* _Tasks and exercises_
A. Answer these questions about the camping trip account:
(i) What name turned out to be correct in place of Clear Lake?
(ii) About how many mosquito bites did little Daniel have on his head alone?
(iii) What was cooked over the campfire for breakfast on Saturday morning?
B. Can you pick up the camping trip account after its final sentence and continue it?

Anyway, the Gag's were in town for week and stayed at my parents house for part of their time here so we got to spend some good time with them which was so nice. They have been way too far away for too long.

Friday around lunchtime we packed up and headed out. I had made the reservations at the only place I could find in Washington on our side of the mountains. I kept telling everyone we were going to Clear Lake Campground. Danny was excited to fish although someone told him that they had never heard of a campground at Clear Lake. Every time we looked up directions we would get different ones, some in Eastern WA and some closer to us. I wrote down the 3 lines of directions from the camp website and off we went. It was somewhere near where the campsite was supposed to be that Danny and I had different ideas of where we should be going. He had looked up Clear Lake and was going towards it while I was trying to get him to follow the directions I had written out. Eventually, after making several u-turns and Danny losing his driving privileges, we figured out that it was in fact Clear Creek and not Clear Lake. Details....

The campsite was actually quite nice and no mud in sight like our last camping experience. We set up our tents while the boys played in the dirt. We made foil dinners to eat just like we used to at camp and they were delicious.

{Camping boys}

 {Foil dinners, yum yum}

 Saturday morning we woke up to find little Daniel with about 15 mosquito bites on his head alone. Poor little fella. We cooked some blueberry pancakes and eggs for breakfast over the campfire and then headed off to find a park. While we were there a man walked through with his pet wolf. It seemed fairly friendly but I didn't let Cohen too close to it as he hasn't learned to be very gentle yet (just ask Russell out kitty). It's not everyday you see a wolf at the park!

 {Playing at the park}
 {Wolf at the park...on a leash?}

 From the park we went to the grocery store where I questioned the workers about how to climb the mountain we could see at the park. The mountain itself was too snowy to hike but we did find a map that they took off the wall and gave to us. After a quick trip to the local ranger station, we found a nice little walk we could do with the kids. It was flat with views of the river but not close enough for anyone to decide to go swimming.

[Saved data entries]
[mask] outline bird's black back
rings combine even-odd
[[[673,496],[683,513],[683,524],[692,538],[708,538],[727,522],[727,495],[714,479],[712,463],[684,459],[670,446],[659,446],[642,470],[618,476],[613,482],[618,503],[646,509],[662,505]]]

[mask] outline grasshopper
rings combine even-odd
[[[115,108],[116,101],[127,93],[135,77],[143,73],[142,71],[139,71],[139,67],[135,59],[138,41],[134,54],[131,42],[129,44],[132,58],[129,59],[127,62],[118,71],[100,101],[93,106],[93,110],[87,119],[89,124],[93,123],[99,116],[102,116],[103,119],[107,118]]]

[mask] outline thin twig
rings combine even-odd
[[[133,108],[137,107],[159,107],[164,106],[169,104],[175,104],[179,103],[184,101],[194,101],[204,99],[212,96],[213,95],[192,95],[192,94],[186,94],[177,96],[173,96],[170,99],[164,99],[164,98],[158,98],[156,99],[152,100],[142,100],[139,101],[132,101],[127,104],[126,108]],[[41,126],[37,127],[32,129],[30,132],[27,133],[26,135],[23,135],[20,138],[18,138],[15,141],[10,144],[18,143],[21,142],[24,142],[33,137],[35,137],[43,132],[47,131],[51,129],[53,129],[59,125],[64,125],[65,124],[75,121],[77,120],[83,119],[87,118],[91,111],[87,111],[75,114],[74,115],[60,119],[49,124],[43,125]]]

* _Answer set_
A.
(i) Clear Creek
(ii) About 15
(iii) Blueberry pancakes and eggs

B.
{The sleepiest little hiker}

{How sweet are they!?}

This was probably one of my favorite parts of the camping trip. It was so nice out and the river was so pretty. I carried Cohen in the Ergo on the first half of the hike and he was so good. The whole way there were these little white butterflies (moths?) that I kept seeing and I just kept thinking of Carter. It felt like I had both of my boys with me and it was just so nice and peaceful. The outdoors is so good for my soul.

For dinner Saturday night we put some potatoes in the fire to bake and made hotdogs and the menfolk poured chili over it all. After the kids went to bed we got to sit around the fire and do some catching up.

Aside from a broken camp chair, a few runaways and some sippy cup/bottle borrowing, the trip was fairly uneventful. The kids were all so, so good. No one fell in the fire or the river or down the toilet. Cohen did have one minor incident with the gravel and now has a few scratches on his head, but that was it. Success! We had a lot of fun and can't wait to do it again.

p.s. The men insisted that we stuff our propane-less camp stove into the car at the very last minute. We didn't use it one single time, except to prop up the camera to take this picture. SO glad we brought it.